[Saved entries]
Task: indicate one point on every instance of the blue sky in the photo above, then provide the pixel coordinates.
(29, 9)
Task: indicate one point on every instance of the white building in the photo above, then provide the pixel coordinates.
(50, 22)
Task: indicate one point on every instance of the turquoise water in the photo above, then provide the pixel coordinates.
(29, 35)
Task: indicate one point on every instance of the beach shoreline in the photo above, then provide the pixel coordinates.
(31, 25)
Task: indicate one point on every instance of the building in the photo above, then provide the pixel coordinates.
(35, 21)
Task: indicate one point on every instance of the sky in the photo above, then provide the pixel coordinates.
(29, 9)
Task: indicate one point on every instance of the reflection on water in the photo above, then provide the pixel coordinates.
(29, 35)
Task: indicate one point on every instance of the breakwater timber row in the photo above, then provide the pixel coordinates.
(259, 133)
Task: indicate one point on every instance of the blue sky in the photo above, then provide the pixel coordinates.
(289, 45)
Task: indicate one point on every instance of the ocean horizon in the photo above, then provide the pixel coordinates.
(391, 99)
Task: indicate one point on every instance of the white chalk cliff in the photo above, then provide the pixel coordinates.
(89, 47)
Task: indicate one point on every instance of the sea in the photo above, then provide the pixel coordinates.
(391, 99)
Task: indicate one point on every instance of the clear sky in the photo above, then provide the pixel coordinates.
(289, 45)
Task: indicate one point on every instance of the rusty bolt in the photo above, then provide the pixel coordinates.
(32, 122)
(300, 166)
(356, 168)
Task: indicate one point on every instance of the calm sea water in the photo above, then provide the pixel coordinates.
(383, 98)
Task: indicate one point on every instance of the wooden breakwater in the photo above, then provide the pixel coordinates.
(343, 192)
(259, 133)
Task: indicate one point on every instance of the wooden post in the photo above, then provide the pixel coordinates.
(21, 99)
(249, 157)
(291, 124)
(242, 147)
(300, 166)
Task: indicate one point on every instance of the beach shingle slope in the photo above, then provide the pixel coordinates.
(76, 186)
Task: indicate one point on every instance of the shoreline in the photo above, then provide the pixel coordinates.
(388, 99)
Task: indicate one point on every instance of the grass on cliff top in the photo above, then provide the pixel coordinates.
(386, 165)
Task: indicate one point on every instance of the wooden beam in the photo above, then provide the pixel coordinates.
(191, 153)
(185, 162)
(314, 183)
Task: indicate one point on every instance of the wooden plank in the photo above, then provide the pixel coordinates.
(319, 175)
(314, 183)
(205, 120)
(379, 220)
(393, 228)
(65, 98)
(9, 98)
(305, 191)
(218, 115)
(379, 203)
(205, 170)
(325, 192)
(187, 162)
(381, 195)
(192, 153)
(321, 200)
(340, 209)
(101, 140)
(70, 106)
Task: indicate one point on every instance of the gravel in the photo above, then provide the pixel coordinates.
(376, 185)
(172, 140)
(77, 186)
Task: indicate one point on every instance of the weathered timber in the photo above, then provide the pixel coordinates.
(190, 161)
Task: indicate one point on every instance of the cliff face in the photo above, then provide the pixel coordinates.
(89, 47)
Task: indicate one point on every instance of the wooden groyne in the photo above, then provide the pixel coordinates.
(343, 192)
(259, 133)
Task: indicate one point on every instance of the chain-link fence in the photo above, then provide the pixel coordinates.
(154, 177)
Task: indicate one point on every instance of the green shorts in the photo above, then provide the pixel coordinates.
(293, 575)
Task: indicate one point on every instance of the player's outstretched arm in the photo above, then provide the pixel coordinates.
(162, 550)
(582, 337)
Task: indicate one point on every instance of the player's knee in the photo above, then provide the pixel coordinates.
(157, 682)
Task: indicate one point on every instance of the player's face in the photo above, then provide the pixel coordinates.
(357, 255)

GIVEN TASK ▸ Transcribe these lines word for word.

RESPONSE TO THIS TASK ▸
Task: indicate one point on every instance of the blue sky in the photo above, then provide the pixel coordinates.
(29, 9)
Task: indicate one point on every instance of the white building in the photo above, then provide the pixel coordinates.
(50, 22)
Task: indicate one point on every instance of the turquoise water in the photo above, then provide the pixel coordinates.
(29, 35)
Task: indicate one point on every instance of the beach shoreline in the photo above, then provide the pixel coordinates.
(31, 25)
Task: indicate one point on every instance of the building in the photo above, then provide the pixel coordinates.
(35, 21)
Task: indicate one point on every instance of the sky in the photo above, then provide the pixel coordinates.
(29, 9)
Task: indicate one point on every instance of the reflection on water in the photo above, then provide the pixel coordinates.
(29, 35)
Task: indicate one point on every instance of the breakwater timber row in the photo above, then provide the pixel coordinates.
(259, 133)
Task: indicate one point on every instance of the blue sky in the photo above, then provide the pixel coordinates.
(289, 45)
Task: indicate one point on every instance of the ocean horizon in the photo above, then provide the pixel coordinates.
(391, 99)
Task: indicate one point on every instance of the white chalk cliff in the photo above, then provide the pixel coordinates.
(89, 47)
Task: indicate one point on every instance of the sea in the photo above, then provide the pixel coordinates.
(391, 99)
Task: indicate one point on every instance of the clear sky in the photo above, then provide the pixel coordinates.
(289, 45)
Task: indicate one point on every instance of the rusty bolt in the photo above, then provide the pixel coordinates.
(32, 122)
(300, 166)
(356, 168)
Task: indicate one point on every instance of the calm sea water in the photo above, then provide the pixel coordinates.
(383, 98)
Task: indicate one point on every instance of the wooden breakwater in the photo above, then provide the pixel coordinates.
(343, 192)
(259, 133)
Task: indicate one point on every instance of the wooden post in the photo above, then provide the pixel coordinates.
(21, 99)
(249, 157)
(291, 124)
(242, 147)
(300, 166)
Task: indicate one point on every instance of the beach shingle slope in the photo above, then provide the pixel coordinates.
(76, 186)
Task: indicate one point on every instance of the shoreline in the photo above, then provide the pixel coordinates.
(388, 99)
Task: indicate one point on every instance of the grass on cliff top in the photo above, then provide the pixel coordinates.
(386, 165)
Task: indicate one point on every instance of the wooden beam in the photo above, then provide the pixel coordinates.
(191, 153)
(185, 162)
(314, 183)
Task: indicate one point on every instance of the wooden plank in the photo above, then provide the pixel coordinates.
(319, 175)
(314, 183)
(205, 120)
(379, 220)
(393, 228)
(65, 98)
(9, 98)
(305, 191)
(218, 115)
(379, 203)
(205, 170)
(325, 192)
(187, 162)
(381, 195)
(192, 153)
(321, 200)
(340, 209)
(101, 140)
(70, 106)
Task: indicate one point on every instance of the gravel in the photo above, then provide the pixel coordinates.
(376, 185)
(172, 140)
(77, 186)
Task: indicate one point on every instance of the weathered timber in the photo above, then provide the pixel coordinates.
(190, 161)
Task: indicate one point on every instance of the cliff face in the photo above, then provide the pixel coordinates.
(89, 47)
Task: indicate one point on every instance of the wooden groyne in the photo above, then provide the pixel coordinates.
(343, 192)
(259, 133)
Task: indicate one point on every instance of the chain-link fence in the photo above, then provide the pixel coordinates.
(154, 177)
Task: indicate one point on every instance of the green shorts in the photo above, then provide the pixel coordinates.
(293, 575)
Task: indicate one point on every instance of the player's outstretched arm in the photo above, then provide the pixel coordinates.
(162, 550)
(582, 337)
Task: indicate one point on every instance of the player's knee in the photo above, then provide the pixel coordinates.
(157, 682)
Task: indicate one point on every instance of the player's face in the photo above, then provide the pixel coordinates.
(357, 255)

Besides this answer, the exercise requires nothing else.